Work to do: Nothing but the lines from the one that contains "Find the blue" through the end of the listing should appear, set down exactly.

Segmentation labeling entries:
---*---

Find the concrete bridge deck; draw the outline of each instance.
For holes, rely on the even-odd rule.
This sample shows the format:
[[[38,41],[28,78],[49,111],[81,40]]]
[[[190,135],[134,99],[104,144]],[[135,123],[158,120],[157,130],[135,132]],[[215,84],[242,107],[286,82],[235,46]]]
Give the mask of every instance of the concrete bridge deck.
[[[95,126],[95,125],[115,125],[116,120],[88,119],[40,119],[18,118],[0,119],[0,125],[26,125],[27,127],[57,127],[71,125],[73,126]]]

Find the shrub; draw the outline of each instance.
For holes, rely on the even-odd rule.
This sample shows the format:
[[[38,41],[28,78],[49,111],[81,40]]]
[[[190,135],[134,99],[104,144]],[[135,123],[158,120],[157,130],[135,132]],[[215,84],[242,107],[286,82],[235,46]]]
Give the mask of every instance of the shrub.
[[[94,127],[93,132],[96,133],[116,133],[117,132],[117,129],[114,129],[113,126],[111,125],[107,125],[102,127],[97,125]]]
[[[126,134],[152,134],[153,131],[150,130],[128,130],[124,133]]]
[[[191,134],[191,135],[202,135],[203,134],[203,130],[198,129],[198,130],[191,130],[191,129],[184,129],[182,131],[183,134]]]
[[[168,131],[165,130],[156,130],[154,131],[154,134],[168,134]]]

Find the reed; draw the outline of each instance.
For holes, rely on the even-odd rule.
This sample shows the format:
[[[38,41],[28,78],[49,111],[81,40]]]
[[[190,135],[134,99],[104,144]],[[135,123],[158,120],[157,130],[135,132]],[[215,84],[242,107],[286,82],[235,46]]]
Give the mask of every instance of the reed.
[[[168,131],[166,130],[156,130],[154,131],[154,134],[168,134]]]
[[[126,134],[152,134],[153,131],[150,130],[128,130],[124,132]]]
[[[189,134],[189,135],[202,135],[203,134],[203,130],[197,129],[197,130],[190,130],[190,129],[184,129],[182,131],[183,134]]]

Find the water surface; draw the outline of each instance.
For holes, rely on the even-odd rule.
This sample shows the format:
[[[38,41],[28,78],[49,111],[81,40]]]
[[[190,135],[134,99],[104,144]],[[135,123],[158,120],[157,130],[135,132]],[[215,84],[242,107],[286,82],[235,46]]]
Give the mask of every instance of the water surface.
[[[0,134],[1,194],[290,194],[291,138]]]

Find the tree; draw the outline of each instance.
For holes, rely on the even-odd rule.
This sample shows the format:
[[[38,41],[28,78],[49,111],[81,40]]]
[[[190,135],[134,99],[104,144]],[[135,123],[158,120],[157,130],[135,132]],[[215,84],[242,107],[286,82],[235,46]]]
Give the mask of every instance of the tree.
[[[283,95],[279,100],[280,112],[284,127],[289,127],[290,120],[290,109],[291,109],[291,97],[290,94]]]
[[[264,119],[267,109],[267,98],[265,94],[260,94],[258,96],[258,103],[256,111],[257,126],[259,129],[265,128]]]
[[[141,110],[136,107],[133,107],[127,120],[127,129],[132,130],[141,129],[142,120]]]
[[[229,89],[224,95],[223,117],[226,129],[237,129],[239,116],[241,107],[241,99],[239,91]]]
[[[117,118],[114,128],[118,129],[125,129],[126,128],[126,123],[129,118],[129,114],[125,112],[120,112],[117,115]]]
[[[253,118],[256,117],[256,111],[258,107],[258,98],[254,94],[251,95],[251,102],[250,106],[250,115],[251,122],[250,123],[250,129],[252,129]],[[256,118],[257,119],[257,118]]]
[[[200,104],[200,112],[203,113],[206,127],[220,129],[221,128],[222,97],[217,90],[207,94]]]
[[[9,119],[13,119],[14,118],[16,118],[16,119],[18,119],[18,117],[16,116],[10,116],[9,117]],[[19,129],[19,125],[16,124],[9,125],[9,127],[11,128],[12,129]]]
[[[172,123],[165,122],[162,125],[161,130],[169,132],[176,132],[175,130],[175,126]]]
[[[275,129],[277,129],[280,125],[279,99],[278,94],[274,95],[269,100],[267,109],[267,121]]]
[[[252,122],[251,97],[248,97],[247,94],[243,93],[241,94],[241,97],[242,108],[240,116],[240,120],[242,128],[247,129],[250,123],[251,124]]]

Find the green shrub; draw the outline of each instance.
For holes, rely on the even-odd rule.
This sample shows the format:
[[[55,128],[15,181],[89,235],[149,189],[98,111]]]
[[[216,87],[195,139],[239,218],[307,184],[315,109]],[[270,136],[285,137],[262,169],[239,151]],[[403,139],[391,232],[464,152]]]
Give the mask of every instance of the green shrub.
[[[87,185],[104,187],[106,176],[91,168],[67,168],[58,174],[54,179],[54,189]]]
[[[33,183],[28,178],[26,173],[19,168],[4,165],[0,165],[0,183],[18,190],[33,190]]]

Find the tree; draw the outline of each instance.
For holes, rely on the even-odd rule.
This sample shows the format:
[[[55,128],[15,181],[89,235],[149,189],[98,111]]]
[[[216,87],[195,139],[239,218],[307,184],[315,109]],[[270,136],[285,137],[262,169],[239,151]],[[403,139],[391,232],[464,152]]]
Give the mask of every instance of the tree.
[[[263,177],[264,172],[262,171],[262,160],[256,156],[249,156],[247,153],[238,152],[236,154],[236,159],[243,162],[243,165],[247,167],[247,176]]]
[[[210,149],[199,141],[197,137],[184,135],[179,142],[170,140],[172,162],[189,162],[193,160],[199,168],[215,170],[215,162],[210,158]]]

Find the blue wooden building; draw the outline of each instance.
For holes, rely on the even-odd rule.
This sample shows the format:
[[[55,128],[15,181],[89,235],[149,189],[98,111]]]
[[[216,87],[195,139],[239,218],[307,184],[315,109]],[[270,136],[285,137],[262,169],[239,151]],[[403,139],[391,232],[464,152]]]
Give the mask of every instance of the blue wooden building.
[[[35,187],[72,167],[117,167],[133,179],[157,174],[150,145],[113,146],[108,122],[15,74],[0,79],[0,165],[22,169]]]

---*---

Result:
Find the blue wooden building; draw the outline of each instance.
For holes, rely on the even-odd rule.
This sample shows the format:
[[[55,128],[15,181],[89,235],[149,189],[98,111]]]
[[[216,87],[195,139],[239,218],[307,184],[315,109]],[[270,136],[285,137],[262,169],[239,151]],[[403,139],[391,232],[464,152]]]
Give the mask of every instance of the blue wooden building.
[[[35,187],[72,167],[117,167],[133,179],[157,174],[150,145],[113,146],[108,122],[15,74],[0,79],[0,165],[22,169]]]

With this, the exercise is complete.